* BEGIN INFORMATION GIVEN *
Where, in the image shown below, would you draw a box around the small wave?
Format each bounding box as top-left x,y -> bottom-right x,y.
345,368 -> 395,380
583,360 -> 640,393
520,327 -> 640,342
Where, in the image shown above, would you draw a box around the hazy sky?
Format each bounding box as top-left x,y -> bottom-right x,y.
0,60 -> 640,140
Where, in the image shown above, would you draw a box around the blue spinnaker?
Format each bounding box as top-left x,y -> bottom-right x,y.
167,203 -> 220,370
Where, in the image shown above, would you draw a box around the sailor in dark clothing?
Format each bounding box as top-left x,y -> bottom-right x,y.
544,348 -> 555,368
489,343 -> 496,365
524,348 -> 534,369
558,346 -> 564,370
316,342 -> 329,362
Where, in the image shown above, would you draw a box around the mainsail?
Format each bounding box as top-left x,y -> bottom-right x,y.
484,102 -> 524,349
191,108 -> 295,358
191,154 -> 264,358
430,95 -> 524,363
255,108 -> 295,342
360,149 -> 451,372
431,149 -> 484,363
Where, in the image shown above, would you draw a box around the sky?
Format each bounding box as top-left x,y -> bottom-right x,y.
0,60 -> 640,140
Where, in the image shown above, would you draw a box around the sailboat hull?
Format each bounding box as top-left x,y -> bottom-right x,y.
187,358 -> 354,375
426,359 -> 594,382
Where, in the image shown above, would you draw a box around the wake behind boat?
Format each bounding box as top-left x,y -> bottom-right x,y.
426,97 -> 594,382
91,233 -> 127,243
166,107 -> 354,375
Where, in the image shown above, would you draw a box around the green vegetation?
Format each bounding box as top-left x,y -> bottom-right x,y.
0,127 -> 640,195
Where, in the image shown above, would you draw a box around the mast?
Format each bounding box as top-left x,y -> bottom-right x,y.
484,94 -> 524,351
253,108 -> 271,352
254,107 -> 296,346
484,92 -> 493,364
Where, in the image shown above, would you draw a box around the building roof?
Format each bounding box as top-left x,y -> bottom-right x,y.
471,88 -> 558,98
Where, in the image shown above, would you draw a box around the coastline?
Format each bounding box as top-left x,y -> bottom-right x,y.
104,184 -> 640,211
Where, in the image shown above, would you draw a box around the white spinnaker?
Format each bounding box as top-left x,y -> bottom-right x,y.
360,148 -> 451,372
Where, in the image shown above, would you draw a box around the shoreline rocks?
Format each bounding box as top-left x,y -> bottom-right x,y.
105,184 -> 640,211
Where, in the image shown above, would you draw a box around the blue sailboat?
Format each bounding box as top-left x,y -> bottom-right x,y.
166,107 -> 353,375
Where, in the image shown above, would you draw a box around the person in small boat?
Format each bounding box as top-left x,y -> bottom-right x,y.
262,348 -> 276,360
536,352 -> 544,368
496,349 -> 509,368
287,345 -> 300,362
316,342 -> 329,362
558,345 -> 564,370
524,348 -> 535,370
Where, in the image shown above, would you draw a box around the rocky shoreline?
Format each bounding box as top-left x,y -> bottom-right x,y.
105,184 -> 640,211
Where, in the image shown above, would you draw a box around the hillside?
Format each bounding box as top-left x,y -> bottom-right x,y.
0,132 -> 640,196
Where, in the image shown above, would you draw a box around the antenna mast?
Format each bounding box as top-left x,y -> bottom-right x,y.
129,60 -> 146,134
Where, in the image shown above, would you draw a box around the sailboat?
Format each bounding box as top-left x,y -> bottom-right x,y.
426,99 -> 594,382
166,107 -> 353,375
* END INFORMATION GIVEN *
Convert the listing above into a two-column CSV with the headers input and output. Give one row for each object to be boxed, with its full wording (including the format line) under input and all of its boxes under output; put each field in double quotes and replace line breaks with spaces.

FULL OUTPUT:
input,output
"Where, in the image shown below, would you draw a box around the small wave? Format each bounding box as top-left x,y -> bottom-right x,y.","345,368 -> 395,380 583,360 -> 640,393 520,327 -> 640,342"
"Where, in the image shown above, would you draw a box around the hazy sky? Format each bounding box as top-left x,y -> bottom-right x,y.","0,60 -> 640,140"
"Where, in the image shown above, would you draw a box around the blue spinnaker? Format each bounding box as top-left x,y -> bottom-right x,y.","167,203 -> 220,370"
"Where, in the image shown above, would you draw a box around the sailor in dark clothing? Format each bounding box as top-left x,y -> bottom-right x,y.","544,348 -> 555,368 489,343 -> 496,365 524,348 -> 534,369 558,346 -> 564,370 316,342 -> 329,362"
"Where, in the image shown above, would you draw a box around the mainsail? Format each bounding box as top-left x,y -> bottom-right x,y.","484,102 -> 524,349 191,108 -> 295,358 191,154 -> 264,358 430,95 -> 524,363 255,108 -> 295,342 360,149 -> 451,372 431,149 -> 484,363"
"Where, in the image shown above, would you draw a box around the sky? Format each bounding box as top-left x,y -> bottom-right x,y.","0,60 -> 640,140"
"Where, in the image shown above, would you draw a box around the sailboat hull? Format each bounding box as top-left x,y -> bottom-right x,y.","187,358 -> 354,375 426,359 -> 594,382"
"Where, in the image shown above, would you draw a box around the wake behind boat? Format each bounding box as top-left x,y -> bottom-right x,y.","426,97 -> 594,382 91,233 -> 127,243 166,107 -> 354,375"
"Where, in the image shown above, would you draw a box around the green vegetation? Format each bounding box as top-left x,y -> bottom-right x,y.","0,127 -> 640,195"
"Where, in the image shown above, would you draw a box around the mast? Format each bounding box as top-left x,y -> bottom-right x,y.","484,94 -> 524,351 253,108 -> 271,352 254,107 -> 296,346 484,92 -> 493,364"
"Where, in the image shown above, would you draw a box around the building roof? Format each bounding box as top-left x,y -> bottom-right x,y.","471,88 -> 558,98"
"Where, in the image shown above, would you draw a box around the coastline? Format each bounding box as top-left x,y -> bottom-right x,y.","104,184 -> 640,211"
"Where, in the image shown above, would you draw a box around the white spinnaker? Format each bounding box as top-left x,y -> bottom-right x,y.","360,148 -> 451,372"
"Where, in the image shown above, would you draw a box around the shoreline rocks? Format each bounding box as top-left x,y -> bottom-right x,y.","105,184 -> 640,211"
"Where, in the image shown above, would you draw a box around the blue sailboat? Format each bounding box as top-left x,y -> bottom-right x,y.","166,107 -> 353,375"
"Where, in the image shown above, would you draw a box around the person in small boat? Format each bounding box as top-left x,y -> bottom-right x,y.","262,348 -> 276,360 536,352 -> 544,368 496,349 -> 509,368 287,345 -> 300,362 316,342 -> 329,362 558,345 -> 564,370 524,348 -> 535,370"
"Where, in the image shown above, would you draw a box around the rocky shoreline? Format each bounding box as top-left x,y -> bottom-right x,y.","105,184 -> 640,211"
"Where, in the image shown above, would you draw a box around the hillside? Format each bounding box as top-left x,y -> bottom-right x,y.","0,132 -> 640,196"
"Where, in the image shown above, would you draw a box around the antenna mast? Format each bounding box as top-left x,y -> bottom-right x,y.","129,60 -> 146,134"
"Where, in the image shown above, would you draw a box around the sailboat? Format each bounding box as top-left x,y -> bottom-right x,y.","426,99 -> 594,382 166,107 -> 353,375"